**WHAT IS BEING ASKED:**
The lines to return are those below that contain the word "soldier".

**Data items:**
------------------------------------------------------------------------
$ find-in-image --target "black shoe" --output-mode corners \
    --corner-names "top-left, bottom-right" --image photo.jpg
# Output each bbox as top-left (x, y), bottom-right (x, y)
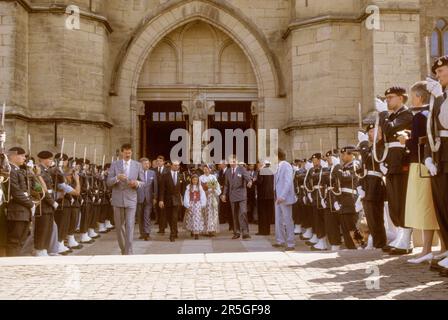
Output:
top-left (69, 244), bottom-right (83, 250)
top-left (158, 231), bottom-right (165, 234)
top-left (232, 234), bottom-right (240, 240)
top-left (382, 245), bottom-right (393, 253)
top-left (144, 236), bottom-right (150, 241)
top-left (242, 235), bottom-right (251, 240)
top-left (310, 246), bottom-right (328, 252)
top-left (439, 268), bottom-right (448, 277)
top-left (272, 243), bottom-right (284, 248)
top-left (170, 237), bottom-right (175, 242)
top-left (389, 247), bottom-right (413, 255)
top-left (284, 247), bottom-right (295, 252)
top-left (300, 235), bottom-right (310, 241)
top-left (194, 235), bottom-right (199, 240)
top-left (305, 241), bottom-right (316, 246)
top-left (430, 258), bottom-right (445, 272)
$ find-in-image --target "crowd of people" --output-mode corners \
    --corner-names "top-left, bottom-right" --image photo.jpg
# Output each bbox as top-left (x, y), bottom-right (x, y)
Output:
top-left (1, 55), bottom-right (448, 279)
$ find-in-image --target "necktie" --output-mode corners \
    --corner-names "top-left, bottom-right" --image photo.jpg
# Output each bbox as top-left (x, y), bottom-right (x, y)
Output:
top-left (173, 171), bottom-right (177, 185)
top-left (232, 168), bottom-right (235, 177)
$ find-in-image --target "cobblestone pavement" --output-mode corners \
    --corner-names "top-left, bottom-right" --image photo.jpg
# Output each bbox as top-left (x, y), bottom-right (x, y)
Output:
top-left (0, 224), bottom-right (447, 300)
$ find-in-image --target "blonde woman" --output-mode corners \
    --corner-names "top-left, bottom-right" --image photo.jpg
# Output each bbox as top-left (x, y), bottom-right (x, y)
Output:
top-left (200, 165), bottom-right (221, 236)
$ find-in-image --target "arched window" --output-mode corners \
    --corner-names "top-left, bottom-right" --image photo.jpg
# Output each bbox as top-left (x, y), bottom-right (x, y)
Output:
top-left (432, 19), bottom-right (448, 58)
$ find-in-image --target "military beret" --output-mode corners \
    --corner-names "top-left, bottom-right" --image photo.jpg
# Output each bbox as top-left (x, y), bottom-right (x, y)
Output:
top-left (37, 151), bottom-right (54, 159)
top-left (365, 123), bottom-right (375, 131)
top-left (385, 86), bottom-right (407, 97)
top-left (340, 146), bottom-right (358, 154)
top-left (54, 153), bottom-right (68, 161)
top-left (432, 55), bottom-right (448, 74)
top-left (311, 153), bottom-right (322, 160)
top-left (104, 163), bottom-right (111, 170)
top-left (325, 149), bottom-right (339, 158)
top-left (8, 147), bottom-right (26, 155)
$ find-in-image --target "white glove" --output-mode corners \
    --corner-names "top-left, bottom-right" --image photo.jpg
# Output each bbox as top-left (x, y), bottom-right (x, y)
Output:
top-left (331, 156), bottom-right (340, 166)
top-left (307, 193), bottom-right (313, 203)
top-left (320, 160), bottom-right (329, 168)
top-left (52, 202), bottom-right (59, 210)
top-left (334, 201), bottom-right (341, 211)
top-left (302, 196), bottom-right (307, 204)
top-left (426, 77), bottom-right (444, 98)
top-left (425, 157), bottom-right (438, 176)
top-left (375, 98), bottom-right (388, 113)
top-left (321, 199), bottom-right (327, 209)
top-left (380, 163), bottom-right (388, 176)
top-left (31, 205), bottom-right (36, 217)
top-left (355, 197), bottom-right (363, 213)
top-left (26, 160), bottom-right (34, 169)
top-left (358, 130), bottom-right (369, 143)
top-left (356, 186), bottom-right (366, 199)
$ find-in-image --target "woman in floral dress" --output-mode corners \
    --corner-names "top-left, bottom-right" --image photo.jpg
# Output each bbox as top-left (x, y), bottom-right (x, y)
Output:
top-left (183, 175), bottom-right (207, 239)
top-left (200, 164), bottom-right (221, 237)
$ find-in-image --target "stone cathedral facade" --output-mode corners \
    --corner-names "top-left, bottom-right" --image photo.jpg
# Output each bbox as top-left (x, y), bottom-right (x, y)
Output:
top-left (1, 0), bottom-right (447, 162)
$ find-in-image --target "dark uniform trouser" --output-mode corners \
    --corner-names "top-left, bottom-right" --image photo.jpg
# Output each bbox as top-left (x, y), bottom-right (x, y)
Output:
top-left (6, 220), bottom-right (30, 257)
top-left (293, 202), bottom-right (300, 225)
top-left (431, 172), bottom-right (448, 248)
top-left (312, 206), bottom-right (326, 239)
top-left (90, 204), bottom-right (100, 229)
top-left (80, 202), bottom-right (90, 233)
top-left (34, 213), bottom-right (53, 250)
top-left (165, 205), bottom-right (179, 238)
top-left (68, 207), bottom-right (80, 235)
top-left (54, 208), bottom-right (70, 242)
top-left (340, 213), bottom-right (357, 249)
top-left (324, 211), bottom-right (341, 246)
top-left (257, 199), bottom-right (273, 235)
top-left (100, 203), bottom-right (108, 224)
top-left (386, 173), bottom-right (408, 228)
top-left (301, 205), bottom-right (313, 229)
top-left (363, 200), bottom-right (386, 248)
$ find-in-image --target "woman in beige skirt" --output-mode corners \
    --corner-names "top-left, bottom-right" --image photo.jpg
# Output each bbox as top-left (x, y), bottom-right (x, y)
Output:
top-left (402, 82), bottom-right (443, 263)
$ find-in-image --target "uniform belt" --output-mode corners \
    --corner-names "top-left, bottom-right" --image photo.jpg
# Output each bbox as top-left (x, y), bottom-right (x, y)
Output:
top-left (367, 171), bottom-right (383, 178)
top-left (24, 192), bottom-right (29, 197)
top-left (313, 186), bottom-right (320, 190)
top-left (386, 142), bottom-right (405, 148)
top-left (439, 130), bottom-right (448, 138)
top-left (341, 188), bottom-right (357, 194)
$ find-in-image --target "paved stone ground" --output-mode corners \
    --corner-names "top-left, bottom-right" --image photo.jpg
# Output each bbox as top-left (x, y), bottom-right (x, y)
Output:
top-left (0, 223), bottom-right (447, 300)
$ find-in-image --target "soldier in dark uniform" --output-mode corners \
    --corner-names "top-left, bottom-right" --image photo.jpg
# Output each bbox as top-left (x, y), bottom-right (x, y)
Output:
top-left (425, 56), bottom-right (448, 276)
top-left (5, 147), bottom-right (34, 256)
top-left (292, 159), bottom-right (304, 235)
top-left (78, 159), bottom-right (95, 244)
top-left (255, 160), bottom-right (274, 235)
top-left (35, 151), bottom-right (58, 256)
top-left (323, 149), bottom-right (344, 251)
top-left (299, 159), bottom-right (314, 240)
top-left (103, 163), bottom-right (114, 231)
top-left (304, 153), bottom-right (328, 250)
top-left (358, 124), bottom-right (387, 249)
top-left (377, 86), bottom-right (414, 255)
top-left (65, 157), bottom-right (83, 250)
top-left (333, 146), bottom-right (362, 250)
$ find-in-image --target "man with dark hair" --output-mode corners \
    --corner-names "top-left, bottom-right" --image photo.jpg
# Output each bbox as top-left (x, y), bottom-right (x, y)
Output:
top-left (107, 144), bottom-right (145, 255)
top-left (5, 147), bottom-right (34, 256)
top-left (273, 148), bottom-right (297, 250)
top-left (154, 155), bottom-right (167, 234)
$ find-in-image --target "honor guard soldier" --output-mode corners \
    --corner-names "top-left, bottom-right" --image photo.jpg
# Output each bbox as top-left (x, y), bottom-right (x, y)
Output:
top-left (357, 124), bottom-right (387, 250)
top-left (376, 87), bottom-right (414, 255)
top-left (332, 146), bottom-right (362, 250)
top-left (425, 56), bottom-right (448, 276)
top-left (5, 147), bottom-right (35, 256)
top-left (300, 159), bottom-right (314, 240)
top-left (35, 151), bottom-right (59, 256)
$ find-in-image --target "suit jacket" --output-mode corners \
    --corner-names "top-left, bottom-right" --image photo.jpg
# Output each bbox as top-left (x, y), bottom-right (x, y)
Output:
top-left (153, 166), bottom-right (167, 201)
top-left (7, 164), bottom-right (34, 221)
top-left (223, 166), bottom-right (252, 203)
top-left (159, 170), bottom-right (185, 207)
top-left (274, 161), bottom-right (297, 205)
top-left (107, 159), bottom-right (145, 208)
top-left (255, 170), bottom-right (274, 200)
top-left (137, 169), bottom-right (158, 204)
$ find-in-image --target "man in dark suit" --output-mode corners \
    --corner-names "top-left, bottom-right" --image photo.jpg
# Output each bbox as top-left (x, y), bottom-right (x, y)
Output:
top-left (137, 157), bottom-right (158, 241)
top-left (217, 161), bottom-right (233, 230)
top-left (6, 147), bottom-right (34, 256)
top-left (154, 155), bottom-right (167, 234)
top-left (255, 160), bottom-right (274, 235)
top-left (247, 163), bottom-right (257, 223)
top-left (159, 160), bottom-right (184, 242)
top-left (221, 155), bottom-right (253, 240)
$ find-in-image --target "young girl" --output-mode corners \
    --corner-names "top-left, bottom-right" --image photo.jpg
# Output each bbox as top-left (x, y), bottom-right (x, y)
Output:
top-left (200, 164), bottom-right (221, 237)
top-left (184, 174), bottom-right (207, 239)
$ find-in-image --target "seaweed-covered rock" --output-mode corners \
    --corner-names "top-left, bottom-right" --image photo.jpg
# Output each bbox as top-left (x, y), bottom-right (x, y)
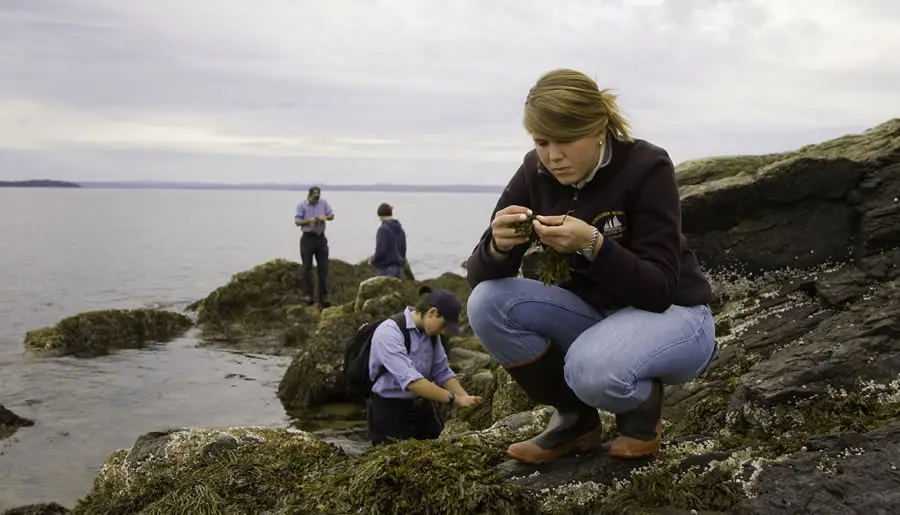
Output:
top-left (187, 258), bottom-right (374, 350)
top-left (1, 503), bottom-right (70, 515)
top-left (678, 119), bottom-right (900, 272)
top-left (277, 308), bottom-right (372, 410)
top-left (299, 437), bottom-right (536, 514)
top-left (72, 418), bottom-right (550, 515)
top-left (71, 427), bottom-right (346, 515)
top-left (23, 309), bottom-right (192, 357)
top-left (0, 405), bottom-right (35, 441)
top-left (491, 367), bottom-right (536, 423)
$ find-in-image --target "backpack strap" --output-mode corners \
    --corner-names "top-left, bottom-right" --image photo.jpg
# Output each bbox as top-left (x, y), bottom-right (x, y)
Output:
top-left (389, 312), bottom-right (413, 354)
top-left (374, 312), bottom-right (414, 383)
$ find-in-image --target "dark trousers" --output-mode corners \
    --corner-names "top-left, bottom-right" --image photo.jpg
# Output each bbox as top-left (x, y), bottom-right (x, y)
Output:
top-left (300, 232), bottom-right (329, 300)
top-left (375, 264), bottom-right (403, 278)
top-left (366, 394), bottom-right (444, 446)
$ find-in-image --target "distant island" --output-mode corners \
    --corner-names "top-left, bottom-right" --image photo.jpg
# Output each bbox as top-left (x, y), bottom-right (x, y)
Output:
top-left (0, 179), bottom-right (81, 188)
top-left (45, 180), bottom-right (503, 194)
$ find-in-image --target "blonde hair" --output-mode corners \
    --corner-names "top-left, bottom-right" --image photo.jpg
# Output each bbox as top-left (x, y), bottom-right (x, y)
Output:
top-left (523, 69), bottom-right (633, 142)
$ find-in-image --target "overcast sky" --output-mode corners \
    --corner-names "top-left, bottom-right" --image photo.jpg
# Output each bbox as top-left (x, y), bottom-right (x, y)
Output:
top-left (1, 0), bottom-right (898, 185)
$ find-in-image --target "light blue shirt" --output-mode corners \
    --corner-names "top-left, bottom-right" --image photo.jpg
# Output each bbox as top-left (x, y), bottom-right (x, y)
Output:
top-left (294, 198), bottom-right (334, 234)
top-left (368, 307), bottom-right (456, 399)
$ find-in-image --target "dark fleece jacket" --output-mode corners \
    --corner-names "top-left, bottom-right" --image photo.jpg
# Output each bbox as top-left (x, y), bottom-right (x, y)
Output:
top-left (372, 218), bottom-right (407, 268)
------------------------------------------------------------------------
**SOLUTION FOR THIS PROBLEM:**
$ find-in-image --target "soldier in dark uniform" --output-mode corners \
$ find-in-image --target "honor guard soldier" --output-mode corners \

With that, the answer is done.